Selected excerpt:
* start *
From: Cornelia Huck <cohuck@redhat.com>
To: Kashyap Chamarthy <kchamart@redhat.com>,
David Hildenbrand <david@redhat.com>
Cc: kvm@vger.kernel.org, pbonzini@redhat.com, dgilbert@redhat.com,
vkuznets@redhat.com
Subject: Re: [PATCH] docs/virt/kvm: Document running nested guests
Date: Fri, 7 Feb 2020 16:46:53 +0100 [thread overview]
Message-ID: <20200207164653.28849ef0.cohuck@redhat.com> (raw)
In-Reply-To: <20200207153002.16081-1-kchamart@redhat.com>
On Fri, 7 Feb 2020 16:30:02 +0100
Kashyap Chamarthy <kchamart@redhat.com> wrote:
> This is a rewrite of the Wiki page:
>
> https://www.linux-kvm.org/page/Nested_Guests
Thanks for doing that!
* end *
Directions:
- 1) Copy the mailing-list reply verbatim, everything from "In-Reply-To: <20200207153002.16081-1-kchamart@redhat.com>" down to "for doing that!".
- 2) Render the collected data listing below as a JSON list of strings, one string per line, omitting blank lines.

Collected data:
* start *
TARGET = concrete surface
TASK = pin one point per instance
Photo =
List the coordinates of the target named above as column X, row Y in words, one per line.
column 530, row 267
* end *
Expected outputs:
- 1)
In-Reply-To: <20200207153002.16081-1-kchamart@redhat.com>
On Fri, 7 Feb 2020 16:30:02 +0100
Kashyap Chamarthy <kchamart@redhat.com> wrote:
> This is a rewrite of the Wiki page:
>
> https://www.linux-kvm.org/page/Nested_Guests
Thanks for doing that!

- 2)
[
  "TARGET = concrete surface",
  "TASK = pin one point per instance",
  "Photo =",
  "List the coordinates of the target named above as column X, row Y in words, one per line.",
  "column 530, row 267"
]